### INSTRUCTIONS
A - Please answer these questions from the bi-cell passage:
(i) How thick is the first microporous polymer separator?
(ii) What current collector is embedded in the third electrode layer?
(iii) In how many steps may the bi-cell be heat welded or bonded together?
B - Carry on the bi-cell passage from its final sentence, keeping its technical patent style.

### EXERCISE TEXT
Another embodiment of the invention is illustrated in FIGS. 3 and 4, showing the hybrid lithium-ion polymer bi-cell 1A comprising: The first electrode layer 2, which may be an anode, having embedded-in the middle a porous copper perforated foil current collector, or a solid copper foil current collector 3 with the terminal tab 4; the first, 1 mil thin and microporous polymer separator 5, the same separator as described in the single cell; the second electrode layer 6, which may be a cathode having embedded-in a porous aluminum grid current collector 7 and the terminal tab 8; the second porous polymer separator layer 5A, identical to the described separator layer 5; and the third electrode layer 6A, which may be the second cathode, identical to the layer 6, having embedded-in a porous aluminum grid current collector 7A with terminal tab 8A.

This bi-cell may be similarly prepared and heat welded or bonded (laminated) together in one or two steps, like is described for the single cell 1 above, while using the same materials, methods, and tools.

### RECORDS
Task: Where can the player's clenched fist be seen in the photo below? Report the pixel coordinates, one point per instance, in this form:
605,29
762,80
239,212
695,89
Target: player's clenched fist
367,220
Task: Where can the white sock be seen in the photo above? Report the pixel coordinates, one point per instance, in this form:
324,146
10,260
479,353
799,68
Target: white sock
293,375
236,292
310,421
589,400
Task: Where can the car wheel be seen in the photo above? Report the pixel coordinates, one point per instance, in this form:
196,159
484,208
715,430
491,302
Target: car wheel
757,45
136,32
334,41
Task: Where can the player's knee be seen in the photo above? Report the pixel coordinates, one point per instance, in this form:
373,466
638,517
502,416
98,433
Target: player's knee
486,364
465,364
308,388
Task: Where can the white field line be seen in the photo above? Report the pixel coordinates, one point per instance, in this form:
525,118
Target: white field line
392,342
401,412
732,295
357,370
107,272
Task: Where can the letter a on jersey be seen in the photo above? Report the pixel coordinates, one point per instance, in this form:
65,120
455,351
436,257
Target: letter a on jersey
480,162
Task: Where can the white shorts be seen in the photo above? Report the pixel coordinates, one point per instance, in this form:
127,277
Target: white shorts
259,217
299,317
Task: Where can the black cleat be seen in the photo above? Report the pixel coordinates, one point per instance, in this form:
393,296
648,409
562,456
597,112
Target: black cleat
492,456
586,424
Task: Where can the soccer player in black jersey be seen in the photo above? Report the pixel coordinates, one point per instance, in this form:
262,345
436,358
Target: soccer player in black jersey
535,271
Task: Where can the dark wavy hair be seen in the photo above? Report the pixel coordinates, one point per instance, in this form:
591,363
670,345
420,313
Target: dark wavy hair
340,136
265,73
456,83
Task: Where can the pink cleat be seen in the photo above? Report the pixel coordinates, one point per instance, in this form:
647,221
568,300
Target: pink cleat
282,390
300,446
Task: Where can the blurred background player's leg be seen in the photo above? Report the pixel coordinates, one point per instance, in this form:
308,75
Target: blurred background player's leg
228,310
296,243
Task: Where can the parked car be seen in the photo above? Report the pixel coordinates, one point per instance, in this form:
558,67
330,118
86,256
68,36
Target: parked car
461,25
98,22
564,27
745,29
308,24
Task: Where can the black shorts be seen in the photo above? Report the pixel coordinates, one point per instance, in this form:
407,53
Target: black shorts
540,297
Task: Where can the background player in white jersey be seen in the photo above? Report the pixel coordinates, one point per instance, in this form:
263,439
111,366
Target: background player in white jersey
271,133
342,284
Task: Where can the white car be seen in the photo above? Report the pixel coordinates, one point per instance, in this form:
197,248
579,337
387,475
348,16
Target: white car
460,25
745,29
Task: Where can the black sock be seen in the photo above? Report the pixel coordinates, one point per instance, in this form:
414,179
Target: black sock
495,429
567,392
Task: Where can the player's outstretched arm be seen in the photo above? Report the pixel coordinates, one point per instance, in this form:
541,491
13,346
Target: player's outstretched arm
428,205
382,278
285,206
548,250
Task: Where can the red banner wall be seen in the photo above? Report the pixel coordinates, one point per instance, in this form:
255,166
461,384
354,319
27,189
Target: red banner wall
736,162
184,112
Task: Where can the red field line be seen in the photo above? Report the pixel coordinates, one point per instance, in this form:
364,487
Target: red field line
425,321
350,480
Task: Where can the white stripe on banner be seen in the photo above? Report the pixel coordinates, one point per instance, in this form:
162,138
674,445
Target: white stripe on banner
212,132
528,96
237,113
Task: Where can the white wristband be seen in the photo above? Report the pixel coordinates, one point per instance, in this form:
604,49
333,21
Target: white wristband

### ANSWERS TO THIS EXERCISE
A -
(i) It is 1 mil thin.
(ii) A porous aluminum grid current collector, 7A, with terminal tab 8A.
(iii) In one or two steps.

B -
Similarly, a stacked multicell, multilayer electrochemical device can be bonded together, having at least two electrodes and at least one microporous separator, but the electrodes and the separators may be in virtually unlimited numbers. A hot press with compliant plates may be used for said bonding.

It should be noted that for other electrochemical devices, the current collectors' metals should be selected to be compatible with the particular cell chemistry and voltage.

The advantage of the bi-cell is in having only one anode current collector 3, which reduces the total weight per capacity, and thus results in a higher energy density than of the single cell. However, both cells of the invention have higher energy density and rate capability over the prior art polymer cells or liquid electrolyte cells, due to their thinner separator, less total thickness, lightweight enclosure, and due to having the metal grid current collectors embedded in the middle of their electrodes by dip-coating, as described in our prior patent application Ser. No. 09/911,036.

Referring now to FIG. 5, illustrating the automated single cells assembly machine 9, and the method of the automated hybrid single cells production, which is another embodiment of the invention.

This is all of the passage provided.